» **WORK REQUIRED**:
Copy the proxy filing summary text word for word from "1 Dec, 2025" to "significant synergy opportunities.".

╭─ PAGE TEXT

Event summary combining transcript, slides, and related documents.

Logotype for Quanex Building Products Corporation

Proxy Filing summary

1 Dec, 2025

Executive summary

  • Quanex is proposing to acquire Tyman plc through a court-sanctioned scheme of arrangement, with a special meeting scheduled for July 12, 2024, for shareholder approval of new share issuance to Tyman shareholders.

  • The transaction values Tyman at approximately £788 million ($975 million), offering Tyman shareholders either a mix of cash and Quanex shares or an all-share alternative, capped at 25% of Tyman shares.

  • Upon completion, Tyman shareholders will own between 30% and 32% of the combined company, with Quanex shareholders retaining 68% to 70%.

  • The boards of both companies unanimously recommend the transaction, citing strategic rationale, complementary product portfolios, and significant synergy opportunities.

Voting matters and shareholder proposals

  • Quanex shareholders will vote on two proposals: approval of new share issuance for the Tyman acquisition and potential adjournment of the meeting to solicit additional proxies if needed.

  • Approval requires a majority of shares present or represented by proxy at the meeting.

  • The board recommends voting in favor of both proposals.

Board of directors and corporate governance

  • Post-transaction, Quanex’s current board will remain, with George Wilson continuing as Chairman, President, and CEO.

  • All non-executive Tyman directors will resign upon completion.

  • A board observer right is granted to any Tyman shareholder meeting certain ownership thresholds.

╰─
╭─ DATASET CONTENT

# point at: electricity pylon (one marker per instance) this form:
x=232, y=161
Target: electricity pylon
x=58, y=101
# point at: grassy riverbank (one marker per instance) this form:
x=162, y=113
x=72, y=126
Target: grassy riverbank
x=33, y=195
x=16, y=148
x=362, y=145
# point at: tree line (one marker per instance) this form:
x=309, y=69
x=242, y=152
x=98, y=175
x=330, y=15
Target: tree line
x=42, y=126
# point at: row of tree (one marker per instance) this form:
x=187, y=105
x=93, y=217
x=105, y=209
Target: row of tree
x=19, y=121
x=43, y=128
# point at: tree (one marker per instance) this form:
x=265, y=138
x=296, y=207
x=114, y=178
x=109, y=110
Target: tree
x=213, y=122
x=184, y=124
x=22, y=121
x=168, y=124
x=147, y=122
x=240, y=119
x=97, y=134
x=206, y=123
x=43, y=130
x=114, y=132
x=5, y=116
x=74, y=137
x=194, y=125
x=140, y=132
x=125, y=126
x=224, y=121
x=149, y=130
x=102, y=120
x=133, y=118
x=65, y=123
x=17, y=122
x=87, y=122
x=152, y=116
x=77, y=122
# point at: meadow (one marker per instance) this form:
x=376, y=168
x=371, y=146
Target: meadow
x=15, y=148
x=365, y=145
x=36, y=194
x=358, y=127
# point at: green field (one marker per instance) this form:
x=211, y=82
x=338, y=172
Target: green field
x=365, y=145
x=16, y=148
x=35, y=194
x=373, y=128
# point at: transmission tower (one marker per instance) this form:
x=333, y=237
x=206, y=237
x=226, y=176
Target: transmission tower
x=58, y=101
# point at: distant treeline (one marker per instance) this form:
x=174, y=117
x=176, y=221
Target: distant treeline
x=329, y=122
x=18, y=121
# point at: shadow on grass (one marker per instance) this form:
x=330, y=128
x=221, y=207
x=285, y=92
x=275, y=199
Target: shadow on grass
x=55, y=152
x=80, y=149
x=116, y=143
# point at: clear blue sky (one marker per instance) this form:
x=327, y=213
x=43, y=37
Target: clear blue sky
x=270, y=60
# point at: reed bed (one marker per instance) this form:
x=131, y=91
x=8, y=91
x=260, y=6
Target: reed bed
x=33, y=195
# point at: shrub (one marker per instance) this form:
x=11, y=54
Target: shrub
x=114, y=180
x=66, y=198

╰─

» **FULL RESPONSE**:
1 Dec, 2025

Executive summary

  • Quanex is proposing to acquire Tyman plc through a court-sanctioned scheme of arrangement, with a special meeting scheduled for July 12, 2024, for shareholder approval of new share issuance to Tyman shareholders.

  • The transaction values Tyman at approximately £788 million ($975 million), offering Tyman shareholders either a mix of cash and Quanex shares or an all-share alternative, capped at 25% of Tyman shares.

  • Upon completion, Tyman shareholders will own between 30% and 32% of the combined company, with Quanex shareholders retaining 68% to 70%.

  • The boards of both companies unanimously recommend the transaction, citing strategic rationale, complementary product portfolios, and significant synergy opportunities.